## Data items
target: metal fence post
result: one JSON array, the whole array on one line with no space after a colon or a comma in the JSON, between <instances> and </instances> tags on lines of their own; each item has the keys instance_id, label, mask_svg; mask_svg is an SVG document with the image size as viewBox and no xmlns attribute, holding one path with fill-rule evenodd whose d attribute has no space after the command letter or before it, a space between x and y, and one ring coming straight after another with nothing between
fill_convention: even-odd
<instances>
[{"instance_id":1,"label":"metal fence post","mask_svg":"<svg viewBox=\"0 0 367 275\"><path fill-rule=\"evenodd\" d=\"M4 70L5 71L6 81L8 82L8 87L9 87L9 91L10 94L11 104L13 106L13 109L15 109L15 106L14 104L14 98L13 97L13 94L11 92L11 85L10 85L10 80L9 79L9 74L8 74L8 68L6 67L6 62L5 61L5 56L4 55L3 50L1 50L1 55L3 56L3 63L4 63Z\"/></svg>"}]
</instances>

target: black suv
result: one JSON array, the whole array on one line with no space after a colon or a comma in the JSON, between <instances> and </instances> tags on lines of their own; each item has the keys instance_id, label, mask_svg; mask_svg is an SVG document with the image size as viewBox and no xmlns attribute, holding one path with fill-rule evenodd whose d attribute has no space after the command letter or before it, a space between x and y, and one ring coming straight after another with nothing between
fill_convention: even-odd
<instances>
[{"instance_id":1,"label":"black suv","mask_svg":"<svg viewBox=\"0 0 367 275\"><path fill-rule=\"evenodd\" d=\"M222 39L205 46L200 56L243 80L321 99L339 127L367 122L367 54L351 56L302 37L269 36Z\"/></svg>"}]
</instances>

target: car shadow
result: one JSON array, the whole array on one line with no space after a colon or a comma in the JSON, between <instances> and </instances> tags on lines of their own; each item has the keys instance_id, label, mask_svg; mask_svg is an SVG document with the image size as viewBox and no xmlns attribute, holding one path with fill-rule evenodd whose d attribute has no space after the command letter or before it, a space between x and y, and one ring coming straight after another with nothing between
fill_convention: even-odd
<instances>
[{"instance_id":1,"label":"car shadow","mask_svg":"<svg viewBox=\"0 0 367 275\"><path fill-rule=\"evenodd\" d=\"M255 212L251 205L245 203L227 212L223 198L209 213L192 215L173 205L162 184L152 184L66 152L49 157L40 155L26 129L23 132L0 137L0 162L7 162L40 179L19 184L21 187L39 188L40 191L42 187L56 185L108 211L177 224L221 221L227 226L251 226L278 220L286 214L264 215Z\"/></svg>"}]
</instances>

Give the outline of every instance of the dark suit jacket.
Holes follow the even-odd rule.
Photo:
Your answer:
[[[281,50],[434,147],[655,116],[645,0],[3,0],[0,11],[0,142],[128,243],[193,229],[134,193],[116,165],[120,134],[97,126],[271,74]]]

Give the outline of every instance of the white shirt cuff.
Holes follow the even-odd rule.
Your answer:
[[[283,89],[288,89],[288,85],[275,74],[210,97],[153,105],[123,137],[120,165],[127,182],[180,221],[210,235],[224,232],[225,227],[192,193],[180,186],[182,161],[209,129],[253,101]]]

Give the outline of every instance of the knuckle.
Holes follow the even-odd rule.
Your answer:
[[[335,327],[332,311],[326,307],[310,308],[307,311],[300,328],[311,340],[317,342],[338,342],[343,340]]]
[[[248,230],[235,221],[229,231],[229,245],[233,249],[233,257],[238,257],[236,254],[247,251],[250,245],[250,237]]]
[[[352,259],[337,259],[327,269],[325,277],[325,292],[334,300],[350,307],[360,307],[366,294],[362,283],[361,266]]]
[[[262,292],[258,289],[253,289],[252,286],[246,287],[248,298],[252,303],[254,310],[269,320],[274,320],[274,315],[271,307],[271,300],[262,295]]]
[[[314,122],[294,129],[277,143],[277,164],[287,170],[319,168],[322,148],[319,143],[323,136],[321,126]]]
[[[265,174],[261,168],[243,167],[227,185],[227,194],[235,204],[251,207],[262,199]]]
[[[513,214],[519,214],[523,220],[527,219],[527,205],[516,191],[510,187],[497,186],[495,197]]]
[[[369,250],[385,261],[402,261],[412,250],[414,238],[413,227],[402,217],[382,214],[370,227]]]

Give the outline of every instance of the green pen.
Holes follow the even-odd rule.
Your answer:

## Task statement
Can you rewrite the rows above, changing every "Your answer" to "Output" and keeping everything else the same?

## Task result
target: metal fence post
result: one JSON array, the whole array on one line with no space after a colon or a comma in the JSON, between <instances> and </instances> tags on lines of their own; each item has the keys instance_id, label, mask_svg; mask_svg is an SVG document with the image size as viewBox and no xmlns attribute, holding one path with fill-rule evenodd whose d attribute has no space after the command letter or before it, a space between x and y, and one ring coming straight after another with nothing between
fill_convention: even-odd
<instances>
[{"instance_id":1,"label":"metal fence post","mask_svg":"<svg viewBox=\"0 0 367 275\"><path fill-rule=\"evenodd\" d=\"M4 70L5 71L6 81L8 82L8 87L9 87L9 91L10 94L11 104L13 106L13 109L15 109L15 106L14 104L14 98L13 97L13 94L11 92L11 85L10 85L10 80L9 79L9 74L8 74L8 68L6 67L6 62L5 61L5 56L4 55L3 50L1 50L1 55L3 56L3 63L4 63Z\"/></svg>"}]
</instances>

target: black suv
result: one JSON array, the whole array on one line with no space after a colon or a comma in the JSON, between <instances> and </instances> tags on lines of their own; each item has the keys instance_id, label, mask_svg; mask_svg is an SVG document with the image size as viewBox and no xmlns attribute, holding one path with fill-rule evenodd whose d attribute has no space after the command letter or before it, a space between x and y, and one ring coming straight after another with nothing between
fill_convention: even-odd
<instances>
[{"instance_id":1,"label":"black suv","mask_svg":"<svg viewBox=\"0 0 367 275\"><path fill-rule=\"evenodd\" d=\"M222 39L205 46L200 56L243 80L321 99L339 127L367 122L367 54L351 56L302 37L269 36Z\"/></svg>"}]
</instances>

target: car shadow
result: one JSON array, the whole array on one line with no space after a colon or a comma in the JSON, between <instances> and </instances> tags on lines of their own; each item has the keys instance_id, label, mask_svg; mask_svg is an SVG document with the image size as viewBox and no xmlns attribute, holding one path with fill-rule evenodd whose d attribute has no space after the command letter or before it, a space between x and y, and one ring coming straight after another with nothing between
fill_convention: even-odd
<instances>
[{"instance_id":1,"label":"car shadow","mask_svg":"<svg viewBox=\"0 0 367 275\"><path fill-rule=\"evenodd\" d=\"M255 212L251 205L245 203L227 212L223 198L209 213L192 215L173 205L162 184L152 184L66 152L49 157L40 155L26 129L23 132L0 137L0 162L7 162L40 179L19 184L21 187L39 188L40 191L42 187L56 185L108 211L177 224L221 221L227 226L251 226L278 220L286 214L264 215Z\"/></svg>"}]
</instances>

Give the outline of every instance of the dark suit jacket.
Holes follow the even-odd rule.
Photo:
Output:
[[[281,50],[434,147],[655,116],[645,0],[3,0],[0,11],[0,142],[128,243],[193,229],[134,193],[116,165],[120,134],[97,126],[271,74]]]

Give the outline of every instance of the white shirt cuff.
Holes follow the even-odd rule.
Output:
[[[283,89],[288,89],[288,85],[275,74],[210,97],[153,105],[123,137],[120,165],[127,182],[180,221],[210,235],[224,232],[225,227],[192,193],[180,186],[182,161],[209,129],[253,101]]]

Give the outline of every instance of the knuckle.
Holes follow the even-odd rule.
Output:
[[[335,327],[332,311],[326,307],[310,308],[307,311],[300,328],[311,340],[317,342],[338,342],[343,340]]]
[[[248,230],[235,221],[229,231],[229,245],[233,249],[233,257],[238,257],[236,254],[247,251],[250,245],[250,237]]]
[[[352,259],[337,259],[327,269],[325,277],[325,292],[334,300],[350,307],[360,307],[366,294],[362,283],[361,266]]]
[[[262,292],[258,289],[253,289],[252,286],[246,287],[248,298],[252,303],[254,310],[269,320],[274,320],[274,315],[271,307],[271,300],[262,295]]]
[[[314,122],[294,129],[277,143],[277,164],[287,170],[319,168],[322,148],[319,143],[323,136],[321,126]]]
[[[265,174],[261,168],[243,167],[227,185],[227,194],[235,204],[251,207],[262,199]]]
[[[513,214],[519,214],[523,220],[527,219],[527,205],[516,191],[510,187],[497,186],[495,197]]]
[[[369,250],[385,261],[402,261],[412,250],[414,238],[413,227],[402,217],[382,214],[370,227]]]

Give the outline of every instance of the green pen.
Holes follow the even-odd rule.
Output:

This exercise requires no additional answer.